UNIVERSO

Pedra extraterrestre encontrada no Egito traz indícios de rara supernova

Os cientistas acreditam que a formação da Hypatia ocorreu nos estágios iniciais do nosso próprio sistema solar

Talita de Souza
postado em 17/05/2022 23:55 / atualizado em 18/05/2022 00:35
Em uma amostra de 3 gramas da pedra Hypatia, os pesquisadores encontraram um padrão consistente de 15 elementos, completamente diferente de qualquer coisa em nosso sistema solar ou nossa vizinhança solar, na Via Láctea. -  (crédito: Jan Kramers)
Em uma amostra de 3 gramas da pedra Hypatia, os pesquisadores encontraram um padrão consistente de 15 elementos, completamente diferente de qualquer coisa em nosso sistema solar ou nossa vizinhança solar, na Via Láctea. - (crédito: Jan Kramers)

Um estudo que analisou uma pedra do espaço encontrada no deserto egípcio em 1996, a Hypatia, descobriu que os elementos químicos presentes no objeto só são compatíveis com uma explosão de supernova raríssima, classificada como tipo Ia. A supernova Ia é considerada um dos eventos mais energéticos do universo.

A Hypatia tem intrigado cientistas desde o momento em que foi encontrada. Nos 26 anos em que está sob investigação, apenas agora os especialistas Jan Kramers, Georgy Belyanin e Hartmut Winkler, da Universidade de Joanesburgo, conseguiram achar uma comparação satisfatória para definir a possível origem da pedra. O relatório do estudo foi publicado nesta terça-feira (17/5), no jornal Icarus.

Para a descoberta, o grupo identificou 15 elementos químicos da pedra para submeter a análise, além disso perceberam que havia alto teor de ferro, enxofre, fósforo, cobre e vanádio, junto a um nível "surpreendentemente baixo de silício, incomum em rochas terrestres”.

“Encontramos um padrão consistente de abundância de oligoelementos que é completamente diferente de qualquer coisa no sistema solar, primitivo ou evoluído. Objetos no cinturão de asteroides e meteoros também não combinam com isso. Então, em seguida, olhamos para fora do sistema solar”, disse Kramers.

● **Dados extraídos**
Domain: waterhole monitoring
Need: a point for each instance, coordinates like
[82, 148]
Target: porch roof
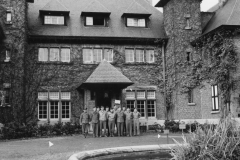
[106, 73]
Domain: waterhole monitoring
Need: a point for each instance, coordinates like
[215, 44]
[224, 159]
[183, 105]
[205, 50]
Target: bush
[211, 142]
[16, 131]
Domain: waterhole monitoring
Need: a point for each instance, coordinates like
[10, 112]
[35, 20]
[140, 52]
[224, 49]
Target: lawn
[64, 147]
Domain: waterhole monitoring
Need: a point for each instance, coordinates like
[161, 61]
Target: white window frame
[139, 55]
[215, 98]
[91, 56]
[104, 53]
[44, 57]
[65, 119]
[148, 53]
[42, 119]
[49, 20]
[127, 57]
[67, 55]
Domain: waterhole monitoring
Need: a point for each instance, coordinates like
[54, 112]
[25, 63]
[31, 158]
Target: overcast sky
[206, 4]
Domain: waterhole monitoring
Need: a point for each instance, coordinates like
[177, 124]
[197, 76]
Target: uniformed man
[120, 121]
[136, 116]
[84, 121]
[103, 119]
[111, 121]
[95, 121]
[128, 121]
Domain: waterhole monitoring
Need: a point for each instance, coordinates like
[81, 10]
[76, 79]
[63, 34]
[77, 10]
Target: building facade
[61, 56]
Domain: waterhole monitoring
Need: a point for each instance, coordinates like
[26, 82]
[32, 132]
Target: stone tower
[182, 22]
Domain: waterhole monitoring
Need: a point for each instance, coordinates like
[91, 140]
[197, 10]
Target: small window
[108, 55]
[129, 54]
[43, 54]
[130, 94]
[97, 55]
[54, 54]
[140, 94]
[65, 54]
[150, 56]
[87, 55]
[139, 55]
[215, 98]
[136, 22]
[95, 21]
[58, 20]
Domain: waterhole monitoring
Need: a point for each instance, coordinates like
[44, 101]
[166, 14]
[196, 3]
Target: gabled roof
[55, 6]
[136, 9]
[228, 15]
[106, 73]
[75, 24]
[95, 7]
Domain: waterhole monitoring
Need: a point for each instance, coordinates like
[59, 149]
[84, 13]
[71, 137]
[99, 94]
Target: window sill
[191, 104]
[56, 63]
[215, 112]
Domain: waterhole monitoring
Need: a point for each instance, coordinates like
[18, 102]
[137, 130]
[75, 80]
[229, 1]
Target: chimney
[149, 1]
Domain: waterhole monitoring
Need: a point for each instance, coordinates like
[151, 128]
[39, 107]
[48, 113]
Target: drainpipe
[164, 78]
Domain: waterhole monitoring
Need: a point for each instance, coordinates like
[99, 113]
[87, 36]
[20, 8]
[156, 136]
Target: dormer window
[58, 20]
[95, 21]
[136, 22]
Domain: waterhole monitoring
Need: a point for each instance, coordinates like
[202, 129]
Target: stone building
[59, 56]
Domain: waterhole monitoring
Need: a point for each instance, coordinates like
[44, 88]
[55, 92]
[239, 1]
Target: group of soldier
[105, 122]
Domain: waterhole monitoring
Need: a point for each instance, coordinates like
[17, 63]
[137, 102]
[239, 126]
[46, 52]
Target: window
[58, 20]
[108, 55]
[97, 55]
[190, 96]
[65, 54]
[43, 54]
[151, 95]
[140, 94]
[130, 94]
[141, 108]
[151, 109]
[65, 110]
[54, 54]
[215, 99]
[95, 21]
[42, 110]
[129, 53]
[87, 55]
[150, 56]
[54, 109]
[139, 55]
[136, 22]
[130, 104]
[53, 101]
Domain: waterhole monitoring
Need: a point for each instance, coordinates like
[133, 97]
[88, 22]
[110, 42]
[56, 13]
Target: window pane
[139, 55]
[87, 55]
[89, 21]
[54, 110]
[150, 56]
[108, 55]
[65, 54]
[54, 54]
[97, 55]
[141, 108]
[129, 54]
[65, 109]
[42, 110]
[43, 54]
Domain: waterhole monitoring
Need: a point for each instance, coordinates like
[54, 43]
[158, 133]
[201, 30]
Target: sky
[206, 4]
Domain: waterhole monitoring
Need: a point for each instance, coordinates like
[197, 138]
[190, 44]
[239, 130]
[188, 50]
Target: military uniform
[128, 122]
[120, 121]
[95, 121]
[84, 120]
[136, 116]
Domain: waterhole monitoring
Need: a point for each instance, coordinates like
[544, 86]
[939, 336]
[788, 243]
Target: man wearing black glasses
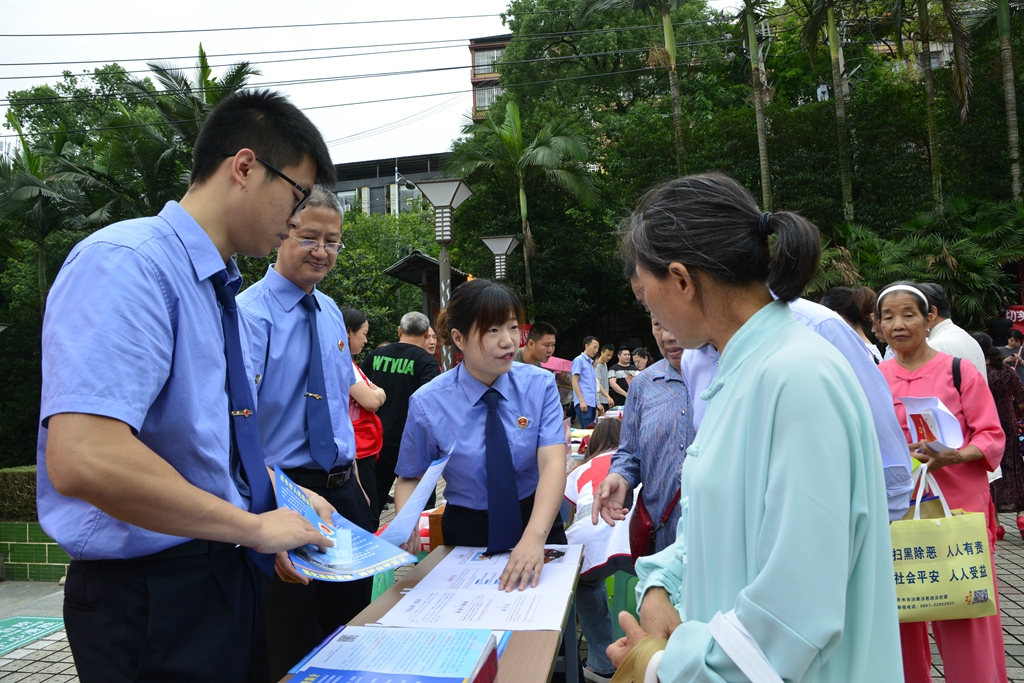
[300, 353]
[151, 469]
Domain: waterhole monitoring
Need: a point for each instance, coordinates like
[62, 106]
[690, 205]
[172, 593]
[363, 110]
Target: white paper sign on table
[929, 420]
[462, 593]
[408, 518]
[472, 568]
[518, 610]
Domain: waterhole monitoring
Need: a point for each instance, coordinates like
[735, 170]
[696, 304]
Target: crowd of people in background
[756, 465]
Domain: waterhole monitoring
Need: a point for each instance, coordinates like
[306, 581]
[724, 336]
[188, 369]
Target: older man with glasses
[303, 371]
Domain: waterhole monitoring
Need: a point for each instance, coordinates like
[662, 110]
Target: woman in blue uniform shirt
[522, 447]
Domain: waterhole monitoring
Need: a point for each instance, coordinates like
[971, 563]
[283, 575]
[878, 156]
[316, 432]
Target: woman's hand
[526, 559]
[414, 544]
[657, 615]
[608, 500]
[939, 459]
[321, 506]
[287, 571]
[619, 650]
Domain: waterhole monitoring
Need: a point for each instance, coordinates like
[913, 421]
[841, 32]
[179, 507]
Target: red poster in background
[524, 333]
[1016, 313]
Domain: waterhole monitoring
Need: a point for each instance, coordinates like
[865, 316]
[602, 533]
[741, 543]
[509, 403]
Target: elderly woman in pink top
[972, 649]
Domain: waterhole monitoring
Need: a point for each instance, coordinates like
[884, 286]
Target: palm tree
[962, 76]
[650, 8]
[40, 195]
[821, 13]
[999, 11]
[557, 153]
[748, 16]
[184, 103]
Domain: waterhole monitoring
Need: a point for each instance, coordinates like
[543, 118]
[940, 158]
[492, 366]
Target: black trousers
[198, 617]
[368, 475]
[465, 526]
[299, 617]
[384, 475]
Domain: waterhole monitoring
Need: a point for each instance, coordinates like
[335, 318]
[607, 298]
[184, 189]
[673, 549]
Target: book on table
[359, 653]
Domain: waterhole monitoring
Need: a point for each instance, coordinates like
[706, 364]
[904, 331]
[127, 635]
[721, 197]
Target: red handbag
[368, 427]
[642, 528]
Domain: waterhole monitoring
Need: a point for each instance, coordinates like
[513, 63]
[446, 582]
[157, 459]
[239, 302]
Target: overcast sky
[423, 125]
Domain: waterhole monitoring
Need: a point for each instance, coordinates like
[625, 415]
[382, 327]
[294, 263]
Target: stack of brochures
[358, 654]
[356, 553]
[462, 593]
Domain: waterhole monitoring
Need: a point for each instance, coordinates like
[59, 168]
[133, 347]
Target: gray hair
[415, 324]
[323, 199]
[712, 224]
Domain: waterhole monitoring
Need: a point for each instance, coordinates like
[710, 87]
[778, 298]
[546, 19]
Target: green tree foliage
[501, 146]
[965, 249]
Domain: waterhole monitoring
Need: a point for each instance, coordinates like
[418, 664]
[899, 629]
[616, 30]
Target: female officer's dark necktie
[322, 446]
[504, 517]
[245, 431]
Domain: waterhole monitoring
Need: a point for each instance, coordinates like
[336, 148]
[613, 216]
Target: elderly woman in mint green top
[782, 555]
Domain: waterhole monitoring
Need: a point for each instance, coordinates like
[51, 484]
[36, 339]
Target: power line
[386, 128]
[131, 96]
[329, 79]
[243, 28]
[264, 61]
[553, 34]
[233, 54]
[323, 107]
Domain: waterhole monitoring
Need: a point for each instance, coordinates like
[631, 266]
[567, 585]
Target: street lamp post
[501, 247]
[444, 196]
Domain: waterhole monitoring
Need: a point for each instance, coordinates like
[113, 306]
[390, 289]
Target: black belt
[320, 478]
[186, 549]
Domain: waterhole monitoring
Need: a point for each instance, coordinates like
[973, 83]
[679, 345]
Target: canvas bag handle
[923, 478]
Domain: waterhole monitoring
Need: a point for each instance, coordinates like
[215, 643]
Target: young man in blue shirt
[151, 474]
[315, 449]
[585, 383]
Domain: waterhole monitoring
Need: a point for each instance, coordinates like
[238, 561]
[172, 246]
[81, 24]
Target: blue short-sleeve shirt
[451, 408]
[280, 332]
[583, 366]
[133, 332]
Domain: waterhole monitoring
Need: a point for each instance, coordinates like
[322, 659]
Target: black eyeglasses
[305, 193]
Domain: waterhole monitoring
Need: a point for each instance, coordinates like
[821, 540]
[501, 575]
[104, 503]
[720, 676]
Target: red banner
[1016, 313]
[524, 333]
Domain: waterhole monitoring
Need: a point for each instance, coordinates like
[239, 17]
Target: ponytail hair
[712, 224]
[353, 318]
[477, 304]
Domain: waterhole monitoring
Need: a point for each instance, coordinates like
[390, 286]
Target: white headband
[905, 288]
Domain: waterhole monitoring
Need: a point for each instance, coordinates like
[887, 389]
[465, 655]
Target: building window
[347, 199]
[486, 95]
[483, 61]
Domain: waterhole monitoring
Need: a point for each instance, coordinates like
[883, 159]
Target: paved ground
[49, 660]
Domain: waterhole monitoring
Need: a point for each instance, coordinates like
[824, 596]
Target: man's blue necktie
[322, 446]
[504, 516]
[245, 430]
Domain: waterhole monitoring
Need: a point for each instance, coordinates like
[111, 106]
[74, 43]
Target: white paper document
[408, 518]
[472, 568]
[929, 420]
[462, 593]
[518, 610]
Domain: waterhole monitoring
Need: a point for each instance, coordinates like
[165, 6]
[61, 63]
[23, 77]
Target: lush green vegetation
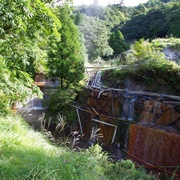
[32, 34]
[153, 68]
[154, 19]
[26, 154]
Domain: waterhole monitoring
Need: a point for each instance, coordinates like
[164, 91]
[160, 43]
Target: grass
[26, 154]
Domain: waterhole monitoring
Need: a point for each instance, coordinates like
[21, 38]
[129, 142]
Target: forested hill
[156, 18]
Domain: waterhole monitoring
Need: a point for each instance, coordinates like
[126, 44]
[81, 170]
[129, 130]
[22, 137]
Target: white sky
[106, 2]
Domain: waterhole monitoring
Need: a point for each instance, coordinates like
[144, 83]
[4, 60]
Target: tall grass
[26, 154]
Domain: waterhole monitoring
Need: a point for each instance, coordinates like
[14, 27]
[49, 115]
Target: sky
[106, 2]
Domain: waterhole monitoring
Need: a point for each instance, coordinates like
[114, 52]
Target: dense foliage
[26, 154]
[23, 42]
[31, 34]
[156, 18]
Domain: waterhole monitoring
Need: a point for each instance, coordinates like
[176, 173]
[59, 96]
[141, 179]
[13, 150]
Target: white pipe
[79, 121]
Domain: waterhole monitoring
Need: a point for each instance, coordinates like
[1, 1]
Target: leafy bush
[26, 154]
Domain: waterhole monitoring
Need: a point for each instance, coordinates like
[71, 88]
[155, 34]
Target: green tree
[96, 36]
[24, 31]
[117, 42]
[66, 56]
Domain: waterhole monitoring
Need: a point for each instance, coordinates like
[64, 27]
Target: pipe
[108, 124]
[79, 119]
[100, 93]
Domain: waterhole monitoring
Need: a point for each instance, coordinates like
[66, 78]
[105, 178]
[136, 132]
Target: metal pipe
[79, 119]
[108, 124]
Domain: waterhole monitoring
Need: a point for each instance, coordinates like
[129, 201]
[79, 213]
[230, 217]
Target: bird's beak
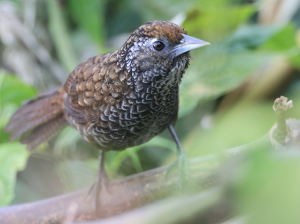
[188, 43]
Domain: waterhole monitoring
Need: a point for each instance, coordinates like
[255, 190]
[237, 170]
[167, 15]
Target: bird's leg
[181, 162]
[101, 183]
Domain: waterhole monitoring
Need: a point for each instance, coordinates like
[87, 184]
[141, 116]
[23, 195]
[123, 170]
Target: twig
[126, 193]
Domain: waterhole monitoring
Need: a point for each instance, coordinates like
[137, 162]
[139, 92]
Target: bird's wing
[92, 86]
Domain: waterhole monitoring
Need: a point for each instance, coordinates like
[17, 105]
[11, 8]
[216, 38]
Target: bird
[116, 100]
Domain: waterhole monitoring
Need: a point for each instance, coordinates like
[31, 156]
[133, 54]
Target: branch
[126, 193]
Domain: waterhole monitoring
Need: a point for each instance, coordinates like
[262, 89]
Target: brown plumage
[116, 100]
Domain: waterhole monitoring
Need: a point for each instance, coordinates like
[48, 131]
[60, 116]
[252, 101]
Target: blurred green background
[226, 96]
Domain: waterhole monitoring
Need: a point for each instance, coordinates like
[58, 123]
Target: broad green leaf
[215, 71]
[13, 158]
[75, 174]
[90, 16]
[284, 41]
[13, 91]
[269, 192]
[212, 21]
[60, 35]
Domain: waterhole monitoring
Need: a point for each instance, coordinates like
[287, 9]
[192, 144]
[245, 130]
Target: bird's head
[157, 46]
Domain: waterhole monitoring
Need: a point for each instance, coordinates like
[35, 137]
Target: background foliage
[226, 95]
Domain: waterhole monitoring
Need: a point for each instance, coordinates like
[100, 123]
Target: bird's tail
[39, 119]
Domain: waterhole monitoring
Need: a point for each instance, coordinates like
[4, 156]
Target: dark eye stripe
[158, 45]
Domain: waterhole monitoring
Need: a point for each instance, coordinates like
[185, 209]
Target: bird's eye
[158, 45]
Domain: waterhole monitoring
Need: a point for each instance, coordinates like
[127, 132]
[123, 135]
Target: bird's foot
[181, 166]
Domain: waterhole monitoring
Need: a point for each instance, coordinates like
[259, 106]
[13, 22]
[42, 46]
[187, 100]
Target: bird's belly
[133, 126]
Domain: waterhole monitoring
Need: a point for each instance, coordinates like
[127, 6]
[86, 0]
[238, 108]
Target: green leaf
[13, 91]
[284, 41]
[218, 71]
[212, 21]
[90, 16]
[269, 192]
[60, 35]
[13, 157]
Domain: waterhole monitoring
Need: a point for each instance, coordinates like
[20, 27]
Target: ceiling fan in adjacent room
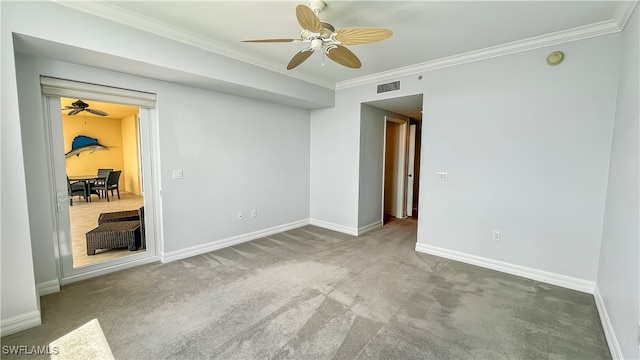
[323, 36]
[79, 106]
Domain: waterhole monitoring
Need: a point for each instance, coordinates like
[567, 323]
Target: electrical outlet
[442, 176]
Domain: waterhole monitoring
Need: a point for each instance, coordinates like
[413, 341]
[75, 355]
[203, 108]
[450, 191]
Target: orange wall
[130, 151]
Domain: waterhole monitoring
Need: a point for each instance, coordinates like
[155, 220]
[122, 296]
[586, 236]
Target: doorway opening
[102, 174]
[390, 151]
[112, 162]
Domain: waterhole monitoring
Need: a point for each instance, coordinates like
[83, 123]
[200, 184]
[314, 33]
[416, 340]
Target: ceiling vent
[393, 86]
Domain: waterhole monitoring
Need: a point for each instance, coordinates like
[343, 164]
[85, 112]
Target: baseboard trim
[609, 333]
[334, 227]
[48, 287]
[518, 270]
[108, 270]
[223, 243]
[20, 322]
[370, 227]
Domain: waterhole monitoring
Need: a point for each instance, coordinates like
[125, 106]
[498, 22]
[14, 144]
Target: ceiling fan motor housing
[317, 5]
[316, 44]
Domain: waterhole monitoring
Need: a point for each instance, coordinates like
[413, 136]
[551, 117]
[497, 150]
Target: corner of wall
[20, 322]
[609, 333]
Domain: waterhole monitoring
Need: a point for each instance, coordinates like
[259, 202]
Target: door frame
[401, 159]
[411, 176]
[149, 163]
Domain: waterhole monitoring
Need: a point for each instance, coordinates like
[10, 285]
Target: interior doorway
[113, 161]
[395, 169]
[80, 146]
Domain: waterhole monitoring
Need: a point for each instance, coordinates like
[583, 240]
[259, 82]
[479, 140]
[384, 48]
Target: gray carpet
[312, 293]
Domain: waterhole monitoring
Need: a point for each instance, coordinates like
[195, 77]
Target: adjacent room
[102, 162]
[317, 180]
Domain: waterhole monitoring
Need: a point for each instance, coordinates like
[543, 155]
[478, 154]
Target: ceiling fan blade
[299, 58]
[273, 40]
[343, 56]
[97, 112]
[361, 35]
[308, 19]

● **Problemas e tarefas**
A) Reproduza o trecho da reportagem sobre a pedra Hypatia que começa com as palavras "A Hypatia tem" e termina com "no jornal Icarus.".
B) Escreva a continuação da reportagem sobre a pedra Hypatia a partir da última frase dela.

● **Respostas escritas**
A)
A Hypatia tem intrigado cientistas desde o momento em que foi encontrada. Nos 26 anos em que está sob investigação, apenas agora os especialistas Jan Kramers, Georgy Belyanin e Hartmut Winkler, da Universidade de Joanesburgo, conseguiram achar uma comparação satisfatória para definir a possível origem da pedra. O relatório do estudo foi publicado nesta terça-feira (17/5), no jornal Icarus.

B)
Em seguida, fizeram testes para verificar se os elementos eram parecidos com os encontrados em poeiras interestelares no braço onde a Terra fica na Via Láctea. “Novamente, não houve nenhuma semelhança”, acrescenta Kramers.

O grupo entendeu, então, que a pedra não se formou nem na Terra, não foi feita a partir da poeira do sistema solar interno e não era de qualquer tipo conhecido de cometa ou meteorito. Os cientistas então testaram os elementos para o tipo mais comum de supernovas, do tipo II. No entanto, o fenômeno tinha pouco nível de ferro, o que difere da Hypatia.

Foi quando os cientistas testaram para as supernovas do tipo Ia, que também produzem muito ferro, mas são super raras: só ocorrem uma ou duas vezes na galáxia em cada século. São essas supernovas que fabricam a maior parte do ferro do universo, inclusive a maior parte do aço na Terra, dizem os especialistas.

“Todos os dados e modelos teóricos de supernova Ia mostram proporções muito maiores de ferro em comparação com silício e cálcio do que os modelos de supernova. A este respeito, os dados do laboratório de feixe de prótons encontrados em Hypatia se encaixam nos dados e modelos da supernova Ia”, conta Kramers.

As pequenas amostras da pedra extraterrestre Hypatia ao lado de uma pequena moeda. As raras supernovas do tipo Ia são alguns dos eventos mais energéticos do universo
As pequenas amostras da pedra extraterrestre Hypatia ao lado de uma pequena moeda. As raras supernovas do tipo Ia são alguns dos eventos mais energéticos do universo (foto: Jan Kramers)

Supernova Ia: um evento que ocorre apenas duas vezes em cada século

Dos 15 elementos identificados na Hypatia, oito são encontrados nas supernovas Ia: silício, enxofre, cálcio, titânio, vanádio, cromo, manganês, ferro e níquel. Esses elementos são deixados no universo, chamado de química forense, a partir das explosões, que ocorrem em etapas.

Primeiro, uma estrela gigante vermelha, que está no fim de sua vida, colapsa com uma estrela anã branca, um tipo de estrela altamente densa, cuja massa é comparável a do Sol, mas de tamanho maior que o da Terra. Por serem altamente estáveis, as anãs brancas não explodem — apenas em alguns casos, e quando ocorre se torna algo único como a supernova Ia.

A anã branca começa a “puxar” matéria de outra estrela, em um processo que pode ser entendido como um devoramento de outra estrela. Assim, a anã branca se torna tão pesada, quente e instável que explode em um resultado da supernova Ia.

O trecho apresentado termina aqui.